Present the following data again exactly as it is shown.
* BEGIN DATA FOR THIS EXERCISE *
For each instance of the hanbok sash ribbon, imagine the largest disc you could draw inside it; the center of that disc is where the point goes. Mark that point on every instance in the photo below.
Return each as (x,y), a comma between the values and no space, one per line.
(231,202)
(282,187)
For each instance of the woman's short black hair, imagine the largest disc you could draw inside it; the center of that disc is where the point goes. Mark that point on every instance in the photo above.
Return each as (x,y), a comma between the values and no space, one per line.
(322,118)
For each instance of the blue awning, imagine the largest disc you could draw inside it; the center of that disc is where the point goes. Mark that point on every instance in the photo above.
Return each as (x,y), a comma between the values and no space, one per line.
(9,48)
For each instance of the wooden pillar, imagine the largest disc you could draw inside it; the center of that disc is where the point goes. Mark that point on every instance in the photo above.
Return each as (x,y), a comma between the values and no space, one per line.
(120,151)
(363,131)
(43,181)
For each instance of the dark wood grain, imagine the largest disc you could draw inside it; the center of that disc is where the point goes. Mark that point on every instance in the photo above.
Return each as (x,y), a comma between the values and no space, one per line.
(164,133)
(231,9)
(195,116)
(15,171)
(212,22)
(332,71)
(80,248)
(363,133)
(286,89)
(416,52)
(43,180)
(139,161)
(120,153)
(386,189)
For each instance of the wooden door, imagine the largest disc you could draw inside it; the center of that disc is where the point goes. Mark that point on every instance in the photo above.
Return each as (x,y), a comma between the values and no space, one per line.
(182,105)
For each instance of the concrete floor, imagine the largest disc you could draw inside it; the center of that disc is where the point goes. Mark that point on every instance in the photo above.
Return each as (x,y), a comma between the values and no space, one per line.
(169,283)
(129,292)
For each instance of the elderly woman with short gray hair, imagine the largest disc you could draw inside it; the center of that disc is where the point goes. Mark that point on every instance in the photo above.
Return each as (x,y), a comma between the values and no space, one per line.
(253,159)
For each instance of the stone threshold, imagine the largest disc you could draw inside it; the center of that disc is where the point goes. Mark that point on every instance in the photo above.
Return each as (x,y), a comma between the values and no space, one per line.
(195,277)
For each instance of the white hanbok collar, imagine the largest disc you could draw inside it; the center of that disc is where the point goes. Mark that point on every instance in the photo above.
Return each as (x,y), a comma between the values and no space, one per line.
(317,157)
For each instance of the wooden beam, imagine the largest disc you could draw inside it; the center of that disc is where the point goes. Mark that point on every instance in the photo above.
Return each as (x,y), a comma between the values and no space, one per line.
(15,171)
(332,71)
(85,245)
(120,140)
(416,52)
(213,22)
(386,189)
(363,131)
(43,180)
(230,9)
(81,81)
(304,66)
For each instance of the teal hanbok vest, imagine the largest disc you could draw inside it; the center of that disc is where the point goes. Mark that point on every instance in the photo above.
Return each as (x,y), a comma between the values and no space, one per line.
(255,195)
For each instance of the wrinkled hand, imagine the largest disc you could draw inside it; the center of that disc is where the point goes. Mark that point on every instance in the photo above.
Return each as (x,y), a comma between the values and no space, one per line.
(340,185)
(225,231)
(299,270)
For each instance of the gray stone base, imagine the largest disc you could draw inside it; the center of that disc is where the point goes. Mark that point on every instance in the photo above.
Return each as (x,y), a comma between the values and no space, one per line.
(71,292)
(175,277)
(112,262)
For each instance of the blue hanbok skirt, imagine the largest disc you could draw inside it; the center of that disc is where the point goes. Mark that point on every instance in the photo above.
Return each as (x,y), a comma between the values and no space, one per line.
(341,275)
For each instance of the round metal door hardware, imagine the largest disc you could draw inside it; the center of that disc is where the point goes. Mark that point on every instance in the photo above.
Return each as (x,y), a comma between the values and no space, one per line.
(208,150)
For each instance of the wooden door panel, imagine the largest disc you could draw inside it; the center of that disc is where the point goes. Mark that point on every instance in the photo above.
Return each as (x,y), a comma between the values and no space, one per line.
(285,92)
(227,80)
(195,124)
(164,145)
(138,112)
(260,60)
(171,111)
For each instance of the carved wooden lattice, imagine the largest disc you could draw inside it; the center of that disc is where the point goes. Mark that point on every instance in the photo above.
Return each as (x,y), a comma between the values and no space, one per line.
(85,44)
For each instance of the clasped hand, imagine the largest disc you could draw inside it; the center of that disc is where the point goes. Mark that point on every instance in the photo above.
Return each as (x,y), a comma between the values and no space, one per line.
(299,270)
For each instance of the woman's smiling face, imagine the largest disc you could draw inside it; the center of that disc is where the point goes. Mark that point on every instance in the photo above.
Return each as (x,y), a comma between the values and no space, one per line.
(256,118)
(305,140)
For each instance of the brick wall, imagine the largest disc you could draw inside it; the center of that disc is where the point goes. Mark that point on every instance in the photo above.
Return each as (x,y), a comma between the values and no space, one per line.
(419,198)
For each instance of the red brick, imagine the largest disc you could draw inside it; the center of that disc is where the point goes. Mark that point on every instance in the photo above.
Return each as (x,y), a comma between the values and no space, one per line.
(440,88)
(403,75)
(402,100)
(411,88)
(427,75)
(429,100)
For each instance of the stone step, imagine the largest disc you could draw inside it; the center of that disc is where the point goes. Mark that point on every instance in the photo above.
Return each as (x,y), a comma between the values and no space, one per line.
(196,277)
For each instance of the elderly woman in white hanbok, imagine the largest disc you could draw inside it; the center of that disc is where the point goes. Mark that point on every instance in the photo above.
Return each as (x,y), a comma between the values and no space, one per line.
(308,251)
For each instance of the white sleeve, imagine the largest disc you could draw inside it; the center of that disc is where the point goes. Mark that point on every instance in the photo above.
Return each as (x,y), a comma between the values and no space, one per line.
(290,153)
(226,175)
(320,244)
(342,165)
* END DATA FOR THIS EXERCISE *
ANSWER TO THIS TASK
For each instance of the hanbok sash ribbon, imagine the largest disc you could draw inside it; the center of that disc is where the point goes. Mark that point on every instance in the photo below.
Return each as (x,y), a comma between the values and no space, one per line.
(231,202)
(282,187)
For each instance of the woman's short black hair, imagine the largest disc you could draw inside it; the center of that disc is where the point goes. Mark that point on every instance in the photo above.
Return each as (x,y), a comma between the values and no space, one per line.
(322,118)
For each instance of the blue awning, imagine the largest disc you could draw inside it; the center of that disc is where the point goes. Mark that point on every instance in the photo above.
Return each as (x,y), a comma between the values and no space, one per line.
(9,48)
For each instance of the wooden pillar, imagine the largest disc you could draw inside it; the center of that disc is where the point goes. Mark that point on every instance in the photo above.
Return each as (x,y), a comma between the values and no space, one per line.
(120,151)
(363,131)
(43,181)
For each instance of the dark wood grain, imagine the largest disc you could draw inside it; the center of that disc is where the point goes. Mark that point on every instance in the photo above.
Return each as (x,y), a comma between the values and no space, one per line.
(164,133)
(231,9)
(195,116)
(15,171)
(212,22)
(332,71)
(80,248)
(363,133)
(286,89)
(416,52)
(43,180)
(139,161)
(120,153)
(386,189)
For each instance of the wooden door, imagine the largest disc you could draw inside it; the center of that disc is where the point goes. Mark that point on every instance in the photo above.
Return each as (x,y), a comma between the values and no space, one per line.
(182,105)
For each instance of the concrete floor, imagine the largest disc you could draw inside it; the center of that disc is where the point goes. Mark that point on every instance in the photo above.
Return each as (x,y), a comma between the values and no space, one per line.
(169,283)
(129,292)
For each instance of the elderly woman with short gray hair, imagine the largest disc you could draw inside it; the center of that disc is where the point goes. Mark that point on every instance in the photo above.
Return each as (x,y), a comma between the values and no space, one per line.
(253,159)
For each instance of the stone threshold, imagine the largest disc you could draw inside it; the center of that disc is where the point goes. Mark that point on every instance in the photo above.
Return each as (x,y), a comma between the values and no space, one per line.
(195,277)
For each instance of the white hanbok collar, imagine the largest disc you could draw inside it; the center of that disc is where the point goes. Mark that point on every instance in the photo above.
Return each as (x,y), a comma between the values and no space, one per line.
(317,157)
For each instance of the wooden beam, imagine the largest disc you could draw inside it; the center of that disc is where the point goes. Mark that point on every instance in the photo above.
Return each as (x,y), a comma between the values and no space, one per line.
(15,171)
(332,71)
(85,245)
(120,140)
(416,52)
(213,22)
(386,189)
(363,131)
(43,180)
(230,9)
(81,81)
(304,66)
For each instance of the teal hanbok vest, imagine the largest disc you could draw inside it; the center of that disc is where the point goes. Mark that point on every instance in the photo above.
Return each as (x,y), a comma between the values and no space, one per line.
(255,195)
For each instance of the wrinkled hand, imagine the largest disc you could draw inside it; the center of that disc is where the point goes. Mark that point on every instance in the photo above.
Return each as (x,y), a comma between the values and no space, one per line.
(340,185)
(225,231)
(299,270)
For each instance of the gray stone base, imagine the largest disc you could draw inside it; the center of that disc is where the point goes. Mark that point on every instance in the photo above.
Return each as (x,y), a comma between the values and no space, one per line.
(71,292)
(175,277)
(112,262)
For each instance of the blue hanbok skirt, imagine the largest disc you could draw inside it; the center of that disc is where the point goes. Mark that point on every instance in the photo above.
Return each as (x,y), a comma between the values and no space, one per line.
(341,275)
For each instance of the round metal door hardware, imagine the largest disc you could draw inside it; the center of that disc is where the point goes. Mark that point on every instance in the photo above.
Return each as (x,y), a comma between the values and no space, one per line.
(208,150)
For each instance of the wooden door panel, imagine the largest disc you could draw inside it; the center of that disc is where the point goes. Mark that point on every instance in the photo above.
Return each as (x,y), a comma between the values and no space, one per line.
(285,92)
(227,80)
(195,124)
(164,145)
(138,112)
(260,60)
(171,111)
For each instance of the carved wooden lattice, imagine the largest disc you could draw inside it; the center of that disc is where the point goes. Mark that point on every instance in the photo above.
Return each as (x,y), a comma between the values and no space, one per line.
(85,44)
For each instance of the clasped hand, imagine the largest disc you could draw inside it; the center of that disc is where the point goes. Mark that point on every instance in the photo above.
Return each as (x,y), a comma between the values and no space, one per line.
(299,270)
For each instance of the woman's smiling face, imagine the largest disc you could draw inside it; the center of that disc is where the point goes. Mark that point on every instance in the photo above.
Return each as (x,y), a comma between the values and no space, one per line.
(256,118)
(305,140)
For each instance of the brick wall, imagine the largest disc you could draw inside it; the center of that disc is where the point goes. Mark that point on every instance in the photo above.
Return each as (x,y), a comma between the values and no space, one per line.
(419,198)
For each instance of the red brick, imagine the largest disc you could draw inside it; the center of that disc is where the point goes. Mark that point on every instance in the photo above.
Return each as (x,y), a comma between the values and no space, one per line.
(440,88)
(403,75)
(402,100)
(411,88)
(427,75)
(429,100)
For each instance of the stone step, imagine the largest disc you could draw inside it; the center of that disc is where the point goes. Mark that point on every instance in the photo above.
Return each as (x,y), a comma between the values and no space, one per line.
(196,277)
For each instance of the elderly woman in white hanbok, imagine the largest disc you could draw inside it; the center of that disc is where the point goes. Mark that point on every instance in the photo above.
Return each as (x,y), a comma between the values and no space, one per line.
(308,251)
For each instance of the white sleeve, imagine the largest disc you could draw inside it; the center of that disc is where the point goes. Mark that point on every instance in the photo above.
Return each as (x,y), a comma between the values and no space, one per line.
(290,153)
(226,175)
(320,244)
(342,165)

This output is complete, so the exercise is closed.